* _Exercise directions_
In each of the rows below, swap every "instance" for "shape" and give the lines again with nothing else changed.

>> START Material shown

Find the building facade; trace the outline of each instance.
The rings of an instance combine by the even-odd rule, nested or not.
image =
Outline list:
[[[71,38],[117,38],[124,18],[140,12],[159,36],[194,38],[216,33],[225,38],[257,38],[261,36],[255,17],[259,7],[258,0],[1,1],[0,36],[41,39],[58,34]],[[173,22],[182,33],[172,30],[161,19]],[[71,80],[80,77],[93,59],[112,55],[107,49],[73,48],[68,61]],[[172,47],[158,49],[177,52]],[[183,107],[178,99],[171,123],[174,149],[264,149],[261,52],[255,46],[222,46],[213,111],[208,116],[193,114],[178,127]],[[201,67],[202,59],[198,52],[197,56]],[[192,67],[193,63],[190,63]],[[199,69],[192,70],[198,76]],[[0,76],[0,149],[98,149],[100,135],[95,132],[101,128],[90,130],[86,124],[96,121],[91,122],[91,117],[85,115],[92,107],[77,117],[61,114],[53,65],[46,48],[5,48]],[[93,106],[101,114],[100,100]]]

>> END Material shown

* _Response to this exercise_
Find the building facade; trace the outline of each shape.
The rings of an shape combine by the even-odd rule, nested or not.
image =
Outline list:
[[[71,38],[117,38],[124,18],[140,12],[159,36],[194,38],[216,33],[225,38],[257,38],[261,36],[255,17],[259,7],[258,0],[1,1],[0,36],[41,39],[58,34]],[[173,22],[182,33],[172,30],[161,19]],[[71,80],[80,77],[93,59],[112,55],[107,49],[73,48],[68,61]],[[172,47],[158,49],[177,52]],[[183,107],[178,99],[171,123],[174,149],[264,149],[261,52],[255,46],[222,46],[213,111],[208,116],[193,114],[178,127]],[[201,67],[202,59],[198,52],[197,56]],[[192,67],[193,63],[190,63]],[[199,69],[192,70],[198,76]],[[0,76],[0,149],[98,149],[100,135],[95,132],[101,128],[90,130],[86,124],[96,121],[91,122],[91,117],[85,115],[92,107],[77,117],[61,114],[53,65],[46,48],[5,48]],[[93,106],[101,114],[100,100]]]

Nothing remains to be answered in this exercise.